• [WHAT IS EXPECTED]: Return the records below from the line containing "Guideline: for every instance of the round" onward, exactly, through and including the last line.

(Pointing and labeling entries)
━━━━━━━━━━━━━━━━━━━━
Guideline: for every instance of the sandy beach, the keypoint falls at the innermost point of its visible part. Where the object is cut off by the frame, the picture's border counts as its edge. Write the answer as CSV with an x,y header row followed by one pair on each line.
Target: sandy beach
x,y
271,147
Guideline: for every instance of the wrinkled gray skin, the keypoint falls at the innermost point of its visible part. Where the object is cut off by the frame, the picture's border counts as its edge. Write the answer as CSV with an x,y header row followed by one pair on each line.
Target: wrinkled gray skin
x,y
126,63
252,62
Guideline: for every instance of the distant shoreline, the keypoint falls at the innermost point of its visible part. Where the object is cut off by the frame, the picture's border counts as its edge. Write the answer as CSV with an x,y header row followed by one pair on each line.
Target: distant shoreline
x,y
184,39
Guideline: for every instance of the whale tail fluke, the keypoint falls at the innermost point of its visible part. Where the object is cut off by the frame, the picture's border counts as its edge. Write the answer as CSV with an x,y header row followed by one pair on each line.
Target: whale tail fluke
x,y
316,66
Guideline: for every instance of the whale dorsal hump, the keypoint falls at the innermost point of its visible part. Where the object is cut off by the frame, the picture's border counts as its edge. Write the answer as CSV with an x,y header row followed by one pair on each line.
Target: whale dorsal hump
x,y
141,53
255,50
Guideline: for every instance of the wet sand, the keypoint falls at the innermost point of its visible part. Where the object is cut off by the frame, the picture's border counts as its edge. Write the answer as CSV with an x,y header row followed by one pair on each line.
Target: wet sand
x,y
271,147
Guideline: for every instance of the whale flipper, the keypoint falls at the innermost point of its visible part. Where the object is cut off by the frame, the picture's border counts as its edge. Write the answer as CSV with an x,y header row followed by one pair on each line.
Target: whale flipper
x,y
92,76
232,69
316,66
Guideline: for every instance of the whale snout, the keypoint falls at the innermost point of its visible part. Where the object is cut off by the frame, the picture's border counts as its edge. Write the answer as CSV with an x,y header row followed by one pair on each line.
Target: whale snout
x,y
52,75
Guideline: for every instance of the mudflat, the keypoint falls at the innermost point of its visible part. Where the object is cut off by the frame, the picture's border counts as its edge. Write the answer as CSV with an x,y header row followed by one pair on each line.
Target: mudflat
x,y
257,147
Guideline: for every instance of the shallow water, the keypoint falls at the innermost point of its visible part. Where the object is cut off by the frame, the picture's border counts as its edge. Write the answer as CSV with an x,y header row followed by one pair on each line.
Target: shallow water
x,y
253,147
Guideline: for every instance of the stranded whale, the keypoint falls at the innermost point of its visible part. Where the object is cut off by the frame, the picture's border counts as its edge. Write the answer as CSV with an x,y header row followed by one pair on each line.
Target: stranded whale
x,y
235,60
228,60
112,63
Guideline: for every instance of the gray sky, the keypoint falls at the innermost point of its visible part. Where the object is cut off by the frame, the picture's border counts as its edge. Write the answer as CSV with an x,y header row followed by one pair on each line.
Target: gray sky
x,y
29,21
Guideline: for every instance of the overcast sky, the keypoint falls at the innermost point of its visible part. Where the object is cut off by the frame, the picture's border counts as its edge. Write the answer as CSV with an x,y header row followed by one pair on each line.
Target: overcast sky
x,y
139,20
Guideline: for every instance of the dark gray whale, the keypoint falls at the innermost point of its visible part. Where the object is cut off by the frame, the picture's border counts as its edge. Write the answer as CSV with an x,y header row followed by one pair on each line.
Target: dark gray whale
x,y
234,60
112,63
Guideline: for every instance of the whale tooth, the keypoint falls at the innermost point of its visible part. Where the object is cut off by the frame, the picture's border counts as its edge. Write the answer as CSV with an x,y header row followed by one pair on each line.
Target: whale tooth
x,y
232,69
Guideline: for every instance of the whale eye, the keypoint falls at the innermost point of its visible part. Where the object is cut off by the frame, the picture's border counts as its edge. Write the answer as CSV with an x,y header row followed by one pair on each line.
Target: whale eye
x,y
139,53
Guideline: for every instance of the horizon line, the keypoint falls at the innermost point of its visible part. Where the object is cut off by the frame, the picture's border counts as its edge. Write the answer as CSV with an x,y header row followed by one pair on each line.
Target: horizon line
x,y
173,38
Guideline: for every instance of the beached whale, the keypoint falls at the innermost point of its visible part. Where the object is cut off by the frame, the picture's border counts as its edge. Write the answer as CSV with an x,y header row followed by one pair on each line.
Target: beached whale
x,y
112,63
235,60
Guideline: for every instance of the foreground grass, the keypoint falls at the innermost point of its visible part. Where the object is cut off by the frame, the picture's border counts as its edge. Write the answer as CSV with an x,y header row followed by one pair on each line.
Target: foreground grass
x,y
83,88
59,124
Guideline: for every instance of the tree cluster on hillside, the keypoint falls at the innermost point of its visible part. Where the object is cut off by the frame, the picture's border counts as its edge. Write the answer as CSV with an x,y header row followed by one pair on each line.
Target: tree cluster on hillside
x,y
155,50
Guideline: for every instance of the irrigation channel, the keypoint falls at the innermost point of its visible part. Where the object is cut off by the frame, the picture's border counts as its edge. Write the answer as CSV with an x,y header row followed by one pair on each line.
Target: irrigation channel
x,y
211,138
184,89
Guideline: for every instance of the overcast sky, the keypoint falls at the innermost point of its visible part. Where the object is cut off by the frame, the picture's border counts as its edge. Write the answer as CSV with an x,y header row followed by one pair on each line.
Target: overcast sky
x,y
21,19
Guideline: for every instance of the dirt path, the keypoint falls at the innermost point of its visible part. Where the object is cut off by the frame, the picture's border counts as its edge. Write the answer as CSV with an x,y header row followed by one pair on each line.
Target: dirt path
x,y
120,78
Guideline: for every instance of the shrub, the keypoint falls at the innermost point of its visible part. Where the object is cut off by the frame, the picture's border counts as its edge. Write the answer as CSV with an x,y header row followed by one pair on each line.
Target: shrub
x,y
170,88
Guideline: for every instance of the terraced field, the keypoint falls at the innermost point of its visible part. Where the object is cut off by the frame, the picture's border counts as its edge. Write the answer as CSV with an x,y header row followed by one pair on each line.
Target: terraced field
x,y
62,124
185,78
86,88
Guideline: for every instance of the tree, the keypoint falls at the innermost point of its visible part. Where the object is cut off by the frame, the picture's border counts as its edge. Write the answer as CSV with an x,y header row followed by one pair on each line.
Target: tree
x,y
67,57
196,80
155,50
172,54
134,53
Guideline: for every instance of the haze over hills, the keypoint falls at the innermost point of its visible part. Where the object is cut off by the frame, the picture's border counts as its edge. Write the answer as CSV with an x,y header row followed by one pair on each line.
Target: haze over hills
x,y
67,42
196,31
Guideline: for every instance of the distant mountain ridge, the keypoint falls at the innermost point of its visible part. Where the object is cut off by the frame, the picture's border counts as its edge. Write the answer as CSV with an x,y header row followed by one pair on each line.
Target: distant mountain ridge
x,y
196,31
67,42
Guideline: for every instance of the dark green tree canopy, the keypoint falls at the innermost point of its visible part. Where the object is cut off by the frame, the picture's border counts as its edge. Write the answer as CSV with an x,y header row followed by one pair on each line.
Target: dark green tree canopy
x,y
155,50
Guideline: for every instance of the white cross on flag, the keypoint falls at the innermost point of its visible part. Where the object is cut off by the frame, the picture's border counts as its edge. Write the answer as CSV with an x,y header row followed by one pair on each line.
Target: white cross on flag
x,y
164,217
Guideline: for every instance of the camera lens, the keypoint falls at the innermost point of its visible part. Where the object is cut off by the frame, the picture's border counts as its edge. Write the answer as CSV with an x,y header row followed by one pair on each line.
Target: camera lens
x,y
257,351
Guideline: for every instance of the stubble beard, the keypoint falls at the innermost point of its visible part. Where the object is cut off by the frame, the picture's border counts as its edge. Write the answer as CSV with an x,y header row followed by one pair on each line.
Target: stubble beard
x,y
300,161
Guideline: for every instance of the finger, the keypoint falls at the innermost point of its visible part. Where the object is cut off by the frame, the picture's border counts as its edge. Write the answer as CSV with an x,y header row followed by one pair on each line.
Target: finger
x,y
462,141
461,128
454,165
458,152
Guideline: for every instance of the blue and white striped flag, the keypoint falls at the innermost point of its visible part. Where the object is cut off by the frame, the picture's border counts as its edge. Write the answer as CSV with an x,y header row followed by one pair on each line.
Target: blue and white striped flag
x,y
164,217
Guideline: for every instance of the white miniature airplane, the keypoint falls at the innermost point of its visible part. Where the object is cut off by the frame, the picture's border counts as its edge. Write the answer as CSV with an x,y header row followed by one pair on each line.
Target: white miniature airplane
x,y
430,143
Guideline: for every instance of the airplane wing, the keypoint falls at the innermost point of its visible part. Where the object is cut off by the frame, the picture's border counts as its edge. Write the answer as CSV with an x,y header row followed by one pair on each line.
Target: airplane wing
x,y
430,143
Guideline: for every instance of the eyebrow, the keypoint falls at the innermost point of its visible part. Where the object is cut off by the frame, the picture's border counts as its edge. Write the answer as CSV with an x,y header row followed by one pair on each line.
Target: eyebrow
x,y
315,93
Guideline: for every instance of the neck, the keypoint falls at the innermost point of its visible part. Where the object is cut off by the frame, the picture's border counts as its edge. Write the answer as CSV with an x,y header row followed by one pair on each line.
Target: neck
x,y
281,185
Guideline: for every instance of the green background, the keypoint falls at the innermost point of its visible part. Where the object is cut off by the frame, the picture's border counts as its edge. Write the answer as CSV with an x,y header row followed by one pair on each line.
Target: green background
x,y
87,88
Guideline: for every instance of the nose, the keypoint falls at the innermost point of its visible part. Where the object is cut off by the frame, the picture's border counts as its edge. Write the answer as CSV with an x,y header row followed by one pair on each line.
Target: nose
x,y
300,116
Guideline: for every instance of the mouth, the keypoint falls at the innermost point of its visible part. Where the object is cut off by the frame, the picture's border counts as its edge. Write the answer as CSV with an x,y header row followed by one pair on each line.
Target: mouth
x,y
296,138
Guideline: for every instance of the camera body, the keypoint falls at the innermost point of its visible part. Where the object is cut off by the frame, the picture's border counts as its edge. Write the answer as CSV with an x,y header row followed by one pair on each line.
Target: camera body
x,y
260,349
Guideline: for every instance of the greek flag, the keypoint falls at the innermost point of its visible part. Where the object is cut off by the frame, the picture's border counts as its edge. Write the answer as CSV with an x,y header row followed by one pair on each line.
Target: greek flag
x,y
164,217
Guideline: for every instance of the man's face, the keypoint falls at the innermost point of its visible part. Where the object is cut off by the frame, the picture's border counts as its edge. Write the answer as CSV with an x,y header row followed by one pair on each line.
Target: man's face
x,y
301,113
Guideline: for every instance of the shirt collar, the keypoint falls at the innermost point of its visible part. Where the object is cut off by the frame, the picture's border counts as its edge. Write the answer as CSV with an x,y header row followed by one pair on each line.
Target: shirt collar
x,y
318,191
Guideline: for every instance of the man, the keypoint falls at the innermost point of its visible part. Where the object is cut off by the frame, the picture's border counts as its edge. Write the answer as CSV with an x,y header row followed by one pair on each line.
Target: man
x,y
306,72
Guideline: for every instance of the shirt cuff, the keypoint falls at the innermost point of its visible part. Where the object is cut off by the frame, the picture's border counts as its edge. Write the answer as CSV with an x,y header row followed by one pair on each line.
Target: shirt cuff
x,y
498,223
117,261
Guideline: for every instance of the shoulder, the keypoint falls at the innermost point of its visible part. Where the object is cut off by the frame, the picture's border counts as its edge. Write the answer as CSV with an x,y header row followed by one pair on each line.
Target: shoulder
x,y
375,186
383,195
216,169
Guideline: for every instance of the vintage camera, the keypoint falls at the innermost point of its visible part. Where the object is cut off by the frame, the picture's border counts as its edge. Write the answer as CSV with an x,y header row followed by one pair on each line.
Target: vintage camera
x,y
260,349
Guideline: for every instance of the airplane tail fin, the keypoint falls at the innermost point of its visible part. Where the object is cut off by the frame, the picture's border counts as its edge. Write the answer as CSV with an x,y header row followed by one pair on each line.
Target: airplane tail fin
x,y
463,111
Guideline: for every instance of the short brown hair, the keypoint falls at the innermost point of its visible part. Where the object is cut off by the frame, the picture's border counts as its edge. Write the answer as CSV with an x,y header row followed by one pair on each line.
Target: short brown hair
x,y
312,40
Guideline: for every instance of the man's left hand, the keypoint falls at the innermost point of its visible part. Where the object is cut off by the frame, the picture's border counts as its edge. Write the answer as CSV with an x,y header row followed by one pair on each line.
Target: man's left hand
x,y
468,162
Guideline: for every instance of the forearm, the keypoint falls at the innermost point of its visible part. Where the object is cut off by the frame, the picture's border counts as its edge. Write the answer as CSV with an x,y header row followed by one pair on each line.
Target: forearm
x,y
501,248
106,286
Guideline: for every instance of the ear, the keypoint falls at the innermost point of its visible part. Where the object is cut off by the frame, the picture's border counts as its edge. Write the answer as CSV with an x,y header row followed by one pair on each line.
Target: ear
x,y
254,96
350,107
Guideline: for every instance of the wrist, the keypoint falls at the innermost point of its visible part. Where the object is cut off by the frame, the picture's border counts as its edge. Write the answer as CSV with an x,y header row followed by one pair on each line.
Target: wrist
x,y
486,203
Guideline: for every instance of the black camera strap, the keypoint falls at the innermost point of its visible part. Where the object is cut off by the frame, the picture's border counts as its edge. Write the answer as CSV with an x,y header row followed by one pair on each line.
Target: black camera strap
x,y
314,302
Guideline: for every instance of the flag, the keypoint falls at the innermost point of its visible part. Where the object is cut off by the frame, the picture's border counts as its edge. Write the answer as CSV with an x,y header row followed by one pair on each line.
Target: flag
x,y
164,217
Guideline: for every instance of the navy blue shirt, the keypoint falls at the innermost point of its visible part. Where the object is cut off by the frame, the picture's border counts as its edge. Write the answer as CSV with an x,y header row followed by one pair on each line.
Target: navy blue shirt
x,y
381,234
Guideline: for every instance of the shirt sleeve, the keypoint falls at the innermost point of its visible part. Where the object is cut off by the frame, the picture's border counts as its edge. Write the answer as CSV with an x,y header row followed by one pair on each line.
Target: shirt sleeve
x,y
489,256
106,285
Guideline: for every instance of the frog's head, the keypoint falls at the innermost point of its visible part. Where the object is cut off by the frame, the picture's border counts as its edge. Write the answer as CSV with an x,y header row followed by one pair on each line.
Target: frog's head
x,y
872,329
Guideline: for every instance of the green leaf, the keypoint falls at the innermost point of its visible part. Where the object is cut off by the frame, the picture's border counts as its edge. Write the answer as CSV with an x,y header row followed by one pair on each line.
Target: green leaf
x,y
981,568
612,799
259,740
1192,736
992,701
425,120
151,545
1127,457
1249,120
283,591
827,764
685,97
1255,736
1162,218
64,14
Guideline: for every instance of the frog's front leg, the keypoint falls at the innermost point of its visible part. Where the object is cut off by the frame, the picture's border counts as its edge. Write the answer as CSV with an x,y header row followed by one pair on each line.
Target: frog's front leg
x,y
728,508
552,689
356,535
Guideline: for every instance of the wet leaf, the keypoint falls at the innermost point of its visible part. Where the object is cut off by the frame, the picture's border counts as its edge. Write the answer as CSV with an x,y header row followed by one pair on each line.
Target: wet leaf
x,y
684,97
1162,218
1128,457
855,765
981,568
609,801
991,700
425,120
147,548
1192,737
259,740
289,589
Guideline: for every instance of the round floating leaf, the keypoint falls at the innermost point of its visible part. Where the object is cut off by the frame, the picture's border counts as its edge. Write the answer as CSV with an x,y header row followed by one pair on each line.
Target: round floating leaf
━━━━━━━━━━━━━━━━━━━━
• [CORRECT RESPONSE]:
Guideline: for every instance of the round floating leaf, the keypoint falls at the innermost point of its visible part. Where the object is cut off by the frame, the picture's border counts as its edge. Write the answer as CSV with an x,y header row followed by one pair on each line.
Target: round floating leaf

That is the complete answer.